TASK GOAL:
Will you copy out the data below word for word, keeping every line in the same order?

RECORDS TO PROCESS:
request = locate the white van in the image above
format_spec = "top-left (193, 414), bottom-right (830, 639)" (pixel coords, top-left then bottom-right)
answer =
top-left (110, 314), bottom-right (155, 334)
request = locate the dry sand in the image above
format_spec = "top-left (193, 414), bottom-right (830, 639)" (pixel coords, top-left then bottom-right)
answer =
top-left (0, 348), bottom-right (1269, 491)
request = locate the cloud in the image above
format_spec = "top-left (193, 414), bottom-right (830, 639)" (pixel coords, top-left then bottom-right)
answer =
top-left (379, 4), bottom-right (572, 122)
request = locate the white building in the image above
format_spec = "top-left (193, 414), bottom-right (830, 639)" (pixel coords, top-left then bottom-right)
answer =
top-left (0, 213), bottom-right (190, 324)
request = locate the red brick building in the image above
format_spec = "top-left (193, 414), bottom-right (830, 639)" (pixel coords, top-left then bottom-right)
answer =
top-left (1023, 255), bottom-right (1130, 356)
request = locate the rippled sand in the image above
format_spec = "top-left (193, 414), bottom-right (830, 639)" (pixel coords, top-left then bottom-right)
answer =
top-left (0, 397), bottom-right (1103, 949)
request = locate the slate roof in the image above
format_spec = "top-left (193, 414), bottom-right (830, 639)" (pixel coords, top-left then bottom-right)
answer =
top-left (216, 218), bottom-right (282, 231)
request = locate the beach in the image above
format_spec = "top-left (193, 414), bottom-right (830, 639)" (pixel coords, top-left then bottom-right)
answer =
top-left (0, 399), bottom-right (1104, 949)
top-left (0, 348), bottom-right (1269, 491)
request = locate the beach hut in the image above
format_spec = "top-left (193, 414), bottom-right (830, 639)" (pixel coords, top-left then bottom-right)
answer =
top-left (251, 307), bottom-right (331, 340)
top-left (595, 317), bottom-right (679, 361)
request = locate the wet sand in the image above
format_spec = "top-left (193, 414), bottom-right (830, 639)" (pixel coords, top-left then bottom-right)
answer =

TASK SOLUTION:
request = locate the white van in the image above
format_spec = "top-left (193, 414), bottom-right (830, 639)" (pixel coords, top-left then bottom-right)
answer =
top-left (110, 314), bottom-right (155, 334)
request = locate the dry sand in the image above
format_spec = "top-left (193, 414), bottom-right (830, 639)" (pixel coords, top-left then bottom-right)
answer =
top-left (0, 348), bottom-right (1269, 491)
request = locate the cloud in the image above
format_spec = "top-left (193, 414), bottom-right (830, 639)" (pixel coords, top-left then bottom-right)
answer =
top-left (379, 4), bottom-right (572, 122)
request = locate the white building in the image above
format_spec = "top-left (193, 414), bottom-right (830, 639)" (pixel coords, top-left then bottom-right)
answer =
top-left (0, 213), bottom-right (190, 324)
request = locate the red brick building in the image above
format_spec = "top-left (193, 414), bottom-right (830, 639)" (pixel coords, top-left then bottom-right)
answer =
top-left (1023, 255), bottom-right (1130, 356)
request = locate the rippled sand in the image above
format_spec = "top-left (193, 414), bottom-right (830, 639)" (pixel coords, top-left then bottom-right)
answer =
top-left (0, 397), bottom-right (1103, 949)
request = locate the slate roof in the image above
format_spec = "top-left (193, 414), bottom-right (830, 639)" (pixel coords, top-left then bottom-right)
answer =
top-left (216, 218), bottom-right (282, 231)
request = locate the beach in the image above
format_spec = "top-left (193, 414), bottom-right (830, 639)" (pixel coords, top-left then bottom-right)
answer =
top-left (0, 399), bottom-right (1104, 949)
top-left (0, 348), bottom-right (1269, 491)
request = locate the beach hut in the image above
format_spec = "top-left (193, 414), bottom-right (830, 639)" (pixel coords, top-left then bottom-right)
answer =
top-left (251, 307), bottom-right (331, 340)
top-left (595, 317), bottom-right (679, 361)
request = locate the wet sand in the image above
format_spec = "top-left (193, 414), bottom-right (830, 639)" (pixel coords, top-left then bottom-right)
answer =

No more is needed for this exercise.